- **What you have to do**: Set down the records below word for word, starting with their first line and going on through the line with "[562,132,624,191]".
## start Supplied material
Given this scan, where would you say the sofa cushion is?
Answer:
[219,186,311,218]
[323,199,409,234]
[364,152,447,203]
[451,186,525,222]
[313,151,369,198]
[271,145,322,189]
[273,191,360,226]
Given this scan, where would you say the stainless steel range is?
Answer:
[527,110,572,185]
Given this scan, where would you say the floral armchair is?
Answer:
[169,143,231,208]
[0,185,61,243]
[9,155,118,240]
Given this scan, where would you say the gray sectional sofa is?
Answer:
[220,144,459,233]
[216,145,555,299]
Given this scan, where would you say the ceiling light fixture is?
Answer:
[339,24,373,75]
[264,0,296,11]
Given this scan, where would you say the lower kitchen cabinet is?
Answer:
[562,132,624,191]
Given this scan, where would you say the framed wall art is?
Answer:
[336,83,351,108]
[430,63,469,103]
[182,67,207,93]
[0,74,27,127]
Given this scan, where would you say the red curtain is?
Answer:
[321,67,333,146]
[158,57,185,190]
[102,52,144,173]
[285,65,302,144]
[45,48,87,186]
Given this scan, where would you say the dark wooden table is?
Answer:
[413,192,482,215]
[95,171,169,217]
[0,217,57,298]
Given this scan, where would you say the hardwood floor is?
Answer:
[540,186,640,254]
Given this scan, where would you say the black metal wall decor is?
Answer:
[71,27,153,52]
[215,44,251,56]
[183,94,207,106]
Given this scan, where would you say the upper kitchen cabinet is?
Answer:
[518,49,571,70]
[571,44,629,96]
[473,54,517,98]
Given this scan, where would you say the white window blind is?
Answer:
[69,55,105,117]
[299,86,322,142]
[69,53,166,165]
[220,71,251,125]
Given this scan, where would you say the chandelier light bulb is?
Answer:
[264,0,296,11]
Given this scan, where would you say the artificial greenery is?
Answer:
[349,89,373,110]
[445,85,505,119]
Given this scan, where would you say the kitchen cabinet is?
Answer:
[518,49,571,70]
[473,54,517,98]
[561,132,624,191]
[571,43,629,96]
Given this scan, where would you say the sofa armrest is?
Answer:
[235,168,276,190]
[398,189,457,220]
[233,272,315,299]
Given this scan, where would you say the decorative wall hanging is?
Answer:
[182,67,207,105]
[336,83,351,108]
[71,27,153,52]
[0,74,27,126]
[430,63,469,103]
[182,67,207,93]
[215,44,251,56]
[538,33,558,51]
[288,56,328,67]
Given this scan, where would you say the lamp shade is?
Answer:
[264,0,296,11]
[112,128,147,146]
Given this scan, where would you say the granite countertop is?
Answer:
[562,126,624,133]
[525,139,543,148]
## end Supplied material
- **Result for this task**:
Given this scan, where would you say the sofa cushion is?
Answer:
[219,186,311,218]
[323,199,409,234]
[364,152,447,203]
[451,186,525,222]
[313,151,369,198]
[271,145,322,189]
[273,191,360,226]
Given this scan, where would you say the stainless steel range is?
Answer:
[527,110,572,185]
Given this scan, where would you say the floral armchair is?
Answer:
[169,143,231,208]
[0,185,61,243]
[9,155,118,240]
Given this scan, where would you say the gray sectional sofa is?
Answer:
[220,144,459,233]
[216,145,555,299]
Given this scan, where would you say the ceiling light fixture is?
Answer:
[339,24,373,75]
[264,0,296,11]
Given this scan, where would you say the lower kitchen cabinet is?
Answer:
[562,132,624,191]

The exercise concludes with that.